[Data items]
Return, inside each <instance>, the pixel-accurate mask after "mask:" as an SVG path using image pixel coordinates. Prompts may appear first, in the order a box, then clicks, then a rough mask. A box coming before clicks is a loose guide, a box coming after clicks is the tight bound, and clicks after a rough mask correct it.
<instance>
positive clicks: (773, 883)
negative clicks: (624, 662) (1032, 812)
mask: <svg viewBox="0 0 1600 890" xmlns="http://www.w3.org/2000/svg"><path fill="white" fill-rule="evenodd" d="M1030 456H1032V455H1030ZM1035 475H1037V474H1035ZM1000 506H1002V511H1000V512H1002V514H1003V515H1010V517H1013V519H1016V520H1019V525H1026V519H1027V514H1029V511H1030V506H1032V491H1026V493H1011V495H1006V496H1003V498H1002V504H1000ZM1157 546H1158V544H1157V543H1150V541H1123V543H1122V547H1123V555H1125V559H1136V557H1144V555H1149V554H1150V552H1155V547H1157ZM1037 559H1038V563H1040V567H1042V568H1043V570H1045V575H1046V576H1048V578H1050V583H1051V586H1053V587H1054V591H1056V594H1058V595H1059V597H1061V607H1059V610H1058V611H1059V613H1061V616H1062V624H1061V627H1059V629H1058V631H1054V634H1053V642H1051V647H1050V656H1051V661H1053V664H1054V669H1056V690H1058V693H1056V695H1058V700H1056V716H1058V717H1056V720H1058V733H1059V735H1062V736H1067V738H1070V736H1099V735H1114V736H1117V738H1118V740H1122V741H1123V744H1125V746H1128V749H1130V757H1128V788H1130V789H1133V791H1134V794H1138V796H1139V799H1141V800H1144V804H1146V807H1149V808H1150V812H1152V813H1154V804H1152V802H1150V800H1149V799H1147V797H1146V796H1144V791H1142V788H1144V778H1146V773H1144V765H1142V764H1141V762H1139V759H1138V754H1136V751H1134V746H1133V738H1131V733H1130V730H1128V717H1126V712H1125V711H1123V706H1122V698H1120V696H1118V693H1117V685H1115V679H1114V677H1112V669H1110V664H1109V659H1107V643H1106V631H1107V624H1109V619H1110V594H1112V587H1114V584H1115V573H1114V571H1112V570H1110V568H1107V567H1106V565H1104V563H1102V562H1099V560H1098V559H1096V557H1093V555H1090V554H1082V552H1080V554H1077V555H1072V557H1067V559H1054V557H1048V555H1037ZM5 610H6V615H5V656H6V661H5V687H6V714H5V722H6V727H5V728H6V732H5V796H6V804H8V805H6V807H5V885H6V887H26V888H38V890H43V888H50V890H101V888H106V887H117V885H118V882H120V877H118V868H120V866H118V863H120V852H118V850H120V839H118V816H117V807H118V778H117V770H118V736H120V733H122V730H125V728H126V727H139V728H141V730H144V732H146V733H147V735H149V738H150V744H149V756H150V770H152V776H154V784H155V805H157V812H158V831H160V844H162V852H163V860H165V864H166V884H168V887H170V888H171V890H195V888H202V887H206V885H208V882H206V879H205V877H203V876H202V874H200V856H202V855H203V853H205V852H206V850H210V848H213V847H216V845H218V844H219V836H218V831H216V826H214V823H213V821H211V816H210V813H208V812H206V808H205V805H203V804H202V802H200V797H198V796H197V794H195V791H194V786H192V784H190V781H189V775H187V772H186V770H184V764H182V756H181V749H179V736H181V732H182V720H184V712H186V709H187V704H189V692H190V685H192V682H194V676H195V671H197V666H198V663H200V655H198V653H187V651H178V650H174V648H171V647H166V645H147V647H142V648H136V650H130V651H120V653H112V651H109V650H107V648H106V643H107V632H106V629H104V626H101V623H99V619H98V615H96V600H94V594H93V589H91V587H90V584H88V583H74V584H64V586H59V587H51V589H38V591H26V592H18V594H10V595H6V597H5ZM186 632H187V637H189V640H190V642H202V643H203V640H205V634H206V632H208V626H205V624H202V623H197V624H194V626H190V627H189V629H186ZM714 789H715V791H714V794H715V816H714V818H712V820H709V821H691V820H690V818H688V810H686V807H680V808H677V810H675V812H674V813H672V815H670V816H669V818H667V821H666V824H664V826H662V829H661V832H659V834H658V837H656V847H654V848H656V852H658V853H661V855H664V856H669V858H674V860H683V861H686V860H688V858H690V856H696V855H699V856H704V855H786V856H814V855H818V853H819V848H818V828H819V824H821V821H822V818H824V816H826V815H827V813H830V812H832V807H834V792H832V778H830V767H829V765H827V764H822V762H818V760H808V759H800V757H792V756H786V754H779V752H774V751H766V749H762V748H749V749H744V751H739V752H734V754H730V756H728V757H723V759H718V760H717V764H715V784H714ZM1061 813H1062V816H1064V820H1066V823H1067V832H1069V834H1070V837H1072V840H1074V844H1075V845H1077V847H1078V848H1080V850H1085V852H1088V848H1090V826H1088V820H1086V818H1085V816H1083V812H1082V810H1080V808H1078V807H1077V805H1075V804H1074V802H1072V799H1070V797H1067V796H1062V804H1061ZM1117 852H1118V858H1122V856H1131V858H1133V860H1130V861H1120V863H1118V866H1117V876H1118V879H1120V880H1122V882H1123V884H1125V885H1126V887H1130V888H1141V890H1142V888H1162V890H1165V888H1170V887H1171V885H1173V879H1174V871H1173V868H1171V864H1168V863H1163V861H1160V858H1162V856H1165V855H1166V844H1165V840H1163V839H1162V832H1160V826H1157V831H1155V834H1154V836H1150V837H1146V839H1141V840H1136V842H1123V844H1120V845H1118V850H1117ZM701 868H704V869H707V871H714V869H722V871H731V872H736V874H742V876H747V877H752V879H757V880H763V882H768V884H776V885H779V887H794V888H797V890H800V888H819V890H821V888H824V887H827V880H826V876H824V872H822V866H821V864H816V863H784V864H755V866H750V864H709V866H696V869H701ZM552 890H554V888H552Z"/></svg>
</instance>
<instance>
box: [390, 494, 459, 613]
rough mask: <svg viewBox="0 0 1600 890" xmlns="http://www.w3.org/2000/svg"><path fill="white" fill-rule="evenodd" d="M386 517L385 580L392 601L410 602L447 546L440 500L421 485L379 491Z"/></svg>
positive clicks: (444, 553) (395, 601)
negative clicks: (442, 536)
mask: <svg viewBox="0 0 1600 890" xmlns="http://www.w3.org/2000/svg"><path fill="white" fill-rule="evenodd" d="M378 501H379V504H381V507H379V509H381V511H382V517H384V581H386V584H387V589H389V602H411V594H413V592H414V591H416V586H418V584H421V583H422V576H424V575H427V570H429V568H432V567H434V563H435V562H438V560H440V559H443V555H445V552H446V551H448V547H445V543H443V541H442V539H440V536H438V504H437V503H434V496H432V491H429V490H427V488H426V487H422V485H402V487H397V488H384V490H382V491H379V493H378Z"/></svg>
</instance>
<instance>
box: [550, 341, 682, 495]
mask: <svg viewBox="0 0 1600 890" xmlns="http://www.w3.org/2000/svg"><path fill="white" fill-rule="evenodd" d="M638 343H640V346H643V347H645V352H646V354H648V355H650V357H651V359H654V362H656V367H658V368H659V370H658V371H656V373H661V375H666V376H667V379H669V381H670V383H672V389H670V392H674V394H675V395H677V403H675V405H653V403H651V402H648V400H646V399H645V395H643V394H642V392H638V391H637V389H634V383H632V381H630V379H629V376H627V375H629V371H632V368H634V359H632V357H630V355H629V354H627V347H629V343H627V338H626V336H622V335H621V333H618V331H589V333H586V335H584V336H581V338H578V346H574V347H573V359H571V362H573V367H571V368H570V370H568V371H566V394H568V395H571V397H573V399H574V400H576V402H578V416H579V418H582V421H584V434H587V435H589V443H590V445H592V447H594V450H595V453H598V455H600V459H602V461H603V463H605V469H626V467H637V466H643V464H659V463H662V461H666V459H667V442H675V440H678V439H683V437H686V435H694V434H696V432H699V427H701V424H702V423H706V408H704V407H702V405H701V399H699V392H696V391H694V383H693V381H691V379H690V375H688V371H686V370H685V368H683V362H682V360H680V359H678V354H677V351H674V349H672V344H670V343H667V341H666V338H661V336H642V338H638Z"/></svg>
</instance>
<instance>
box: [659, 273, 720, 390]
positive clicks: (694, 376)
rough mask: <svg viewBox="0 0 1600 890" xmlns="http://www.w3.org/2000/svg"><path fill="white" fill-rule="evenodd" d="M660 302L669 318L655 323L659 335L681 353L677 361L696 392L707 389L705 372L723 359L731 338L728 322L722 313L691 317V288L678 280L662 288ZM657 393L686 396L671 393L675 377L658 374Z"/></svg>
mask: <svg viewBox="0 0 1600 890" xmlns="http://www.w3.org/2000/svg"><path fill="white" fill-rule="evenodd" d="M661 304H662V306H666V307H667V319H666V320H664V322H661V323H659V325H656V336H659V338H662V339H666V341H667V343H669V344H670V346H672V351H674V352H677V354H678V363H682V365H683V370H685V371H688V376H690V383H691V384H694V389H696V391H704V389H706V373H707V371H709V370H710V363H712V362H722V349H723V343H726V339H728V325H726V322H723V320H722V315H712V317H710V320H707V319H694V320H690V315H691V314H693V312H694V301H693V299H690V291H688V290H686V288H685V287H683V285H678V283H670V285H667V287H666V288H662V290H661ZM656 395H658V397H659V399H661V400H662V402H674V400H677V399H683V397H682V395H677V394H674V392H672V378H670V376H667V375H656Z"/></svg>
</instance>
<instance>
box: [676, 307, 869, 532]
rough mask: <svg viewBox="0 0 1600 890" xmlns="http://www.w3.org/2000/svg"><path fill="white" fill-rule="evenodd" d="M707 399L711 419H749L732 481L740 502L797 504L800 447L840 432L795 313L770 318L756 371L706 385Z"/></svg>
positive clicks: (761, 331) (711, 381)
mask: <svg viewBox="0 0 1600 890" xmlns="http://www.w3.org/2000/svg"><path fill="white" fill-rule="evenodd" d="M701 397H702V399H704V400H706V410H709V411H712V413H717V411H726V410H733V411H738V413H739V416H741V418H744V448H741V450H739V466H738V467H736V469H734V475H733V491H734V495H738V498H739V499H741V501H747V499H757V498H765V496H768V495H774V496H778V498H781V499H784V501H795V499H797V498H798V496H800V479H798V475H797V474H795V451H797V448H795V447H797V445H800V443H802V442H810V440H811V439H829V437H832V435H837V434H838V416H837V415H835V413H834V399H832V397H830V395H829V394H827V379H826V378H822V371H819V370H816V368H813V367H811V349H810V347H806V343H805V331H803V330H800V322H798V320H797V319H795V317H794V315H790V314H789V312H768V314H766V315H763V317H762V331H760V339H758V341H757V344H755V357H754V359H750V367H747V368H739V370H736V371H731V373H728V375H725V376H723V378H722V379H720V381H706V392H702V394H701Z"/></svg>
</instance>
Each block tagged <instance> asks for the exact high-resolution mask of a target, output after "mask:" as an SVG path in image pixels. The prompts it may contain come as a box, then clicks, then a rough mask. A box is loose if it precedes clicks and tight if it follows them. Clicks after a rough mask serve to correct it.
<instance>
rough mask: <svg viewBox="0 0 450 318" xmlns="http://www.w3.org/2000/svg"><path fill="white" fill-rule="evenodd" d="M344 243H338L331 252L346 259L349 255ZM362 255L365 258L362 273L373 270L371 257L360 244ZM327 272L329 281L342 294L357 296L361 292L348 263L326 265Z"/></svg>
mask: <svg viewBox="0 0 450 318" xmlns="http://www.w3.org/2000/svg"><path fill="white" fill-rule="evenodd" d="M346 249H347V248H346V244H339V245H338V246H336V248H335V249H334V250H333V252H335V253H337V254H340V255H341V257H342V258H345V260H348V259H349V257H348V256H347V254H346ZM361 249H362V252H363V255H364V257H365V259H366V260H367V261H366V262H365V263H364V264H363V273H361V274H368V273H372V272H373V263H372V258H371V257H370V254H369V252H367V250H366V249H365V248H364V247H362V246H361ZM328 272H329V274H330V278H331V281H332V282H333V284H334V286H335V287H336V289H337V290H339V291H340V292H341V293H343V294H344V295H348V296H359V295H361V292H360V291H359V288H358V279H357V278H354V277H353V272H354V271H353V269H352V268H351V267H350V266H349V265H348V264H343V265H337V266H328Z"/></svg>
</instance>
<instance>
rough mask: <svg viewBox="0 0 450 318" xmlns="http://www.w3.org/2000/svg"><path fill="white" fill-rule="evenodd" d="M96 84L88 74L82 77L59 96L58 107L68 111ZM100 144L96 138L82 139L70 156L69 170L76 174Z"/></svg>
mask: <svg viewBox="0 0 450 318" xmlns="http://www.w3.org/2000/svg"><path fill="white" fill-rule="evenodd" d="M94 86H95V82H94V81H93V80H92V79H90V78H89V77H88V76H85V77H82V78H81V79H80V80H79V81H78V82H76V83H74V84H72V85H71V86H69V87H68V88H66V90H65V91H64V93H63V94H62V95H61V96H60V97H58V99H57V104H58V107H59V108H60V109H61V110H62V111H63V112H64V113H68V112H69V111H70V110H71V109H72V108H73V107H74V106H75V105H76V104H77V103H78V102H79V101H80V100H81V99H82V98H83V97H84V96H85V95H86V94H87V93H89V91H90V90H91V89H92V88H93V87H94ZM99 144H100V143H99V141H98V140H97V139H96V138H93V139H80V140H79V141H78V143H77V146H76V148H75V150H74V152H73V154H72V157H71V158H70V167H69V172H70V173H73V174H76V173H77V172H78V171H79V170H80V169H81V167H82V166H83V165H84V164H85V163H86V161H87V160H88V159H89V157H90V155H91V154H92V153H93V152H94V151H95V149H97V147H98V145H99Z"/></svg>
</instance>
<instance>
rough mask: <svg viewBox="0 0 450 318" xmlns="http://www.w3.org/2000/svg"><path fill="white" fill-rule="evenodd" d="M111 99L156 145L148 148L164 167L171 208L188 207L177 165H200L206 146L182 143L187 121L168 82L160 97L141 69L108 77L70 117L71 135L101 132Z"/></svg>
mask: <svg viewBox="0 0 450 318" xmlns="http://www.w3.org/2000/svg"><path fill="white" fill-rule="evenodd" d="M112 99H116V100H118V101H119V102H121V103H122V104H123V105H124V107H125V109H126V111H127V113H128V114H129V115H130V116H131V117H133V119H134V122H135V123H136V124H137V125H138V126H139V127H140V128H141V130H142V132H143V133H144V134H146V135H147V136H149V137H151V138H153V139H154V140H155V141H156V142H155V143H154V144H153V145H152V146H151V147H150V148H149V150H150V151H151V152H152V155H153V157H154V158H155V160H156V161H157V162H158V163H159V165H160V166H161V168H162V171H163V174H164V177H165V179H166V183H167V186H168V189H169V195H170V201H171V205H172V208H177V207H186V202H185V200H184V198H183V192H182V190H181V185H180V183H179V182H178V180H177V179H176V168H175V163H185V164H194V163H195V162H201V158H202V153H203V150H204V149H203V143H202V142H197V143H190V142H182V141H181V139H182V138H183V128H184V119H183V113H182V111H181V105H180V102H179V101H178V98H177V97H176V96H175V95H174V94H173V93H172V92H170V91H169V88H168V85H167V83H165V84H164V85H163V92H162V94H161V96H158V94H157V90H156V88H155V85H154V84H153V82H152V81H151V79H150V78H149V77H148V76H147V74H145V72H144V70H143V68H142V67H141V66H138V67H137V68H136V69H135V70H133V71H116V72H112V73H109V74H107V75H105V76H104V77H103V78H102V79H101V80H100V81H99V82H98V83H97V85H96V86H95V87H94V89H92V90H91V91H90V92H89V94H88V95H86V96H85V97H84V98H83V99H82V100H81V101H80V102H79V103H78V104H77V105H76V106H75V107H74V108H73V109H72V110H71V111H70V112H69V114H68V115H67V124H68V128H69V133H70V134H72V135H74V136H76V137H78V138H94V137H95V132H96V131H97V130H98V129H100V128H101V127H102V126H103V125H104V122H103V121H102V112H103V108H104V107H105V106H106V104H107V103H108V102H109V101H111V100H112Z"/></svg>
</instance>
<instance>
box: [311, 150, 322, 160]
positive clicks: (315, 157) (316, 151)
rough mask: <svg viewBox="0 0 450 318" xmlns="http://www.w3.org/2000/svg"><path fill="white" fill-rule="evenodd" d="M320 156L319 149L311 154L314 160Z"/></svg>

REQUEST:
Format the material from its first line up to and including the line containing "negative clicks: (624, 662) (1032, 812)" as a numbered list, leaving out any blank lines.

RESPONSE:
1. Return, inside each <instance>, the pixel-accurate mask after "mask:" as an SVG path using image pixel coordinates. Prompts may appear first, in the order a box, then clicks, then a rough mask. A box coming before clicks is a loose guide, a box coming after clicks is the tight bound, and clicks after a rough mask correct it.
2. <instance>
3. positive clicks: (773, 883)
4. negative clicks: (624, 662) (1032, 812)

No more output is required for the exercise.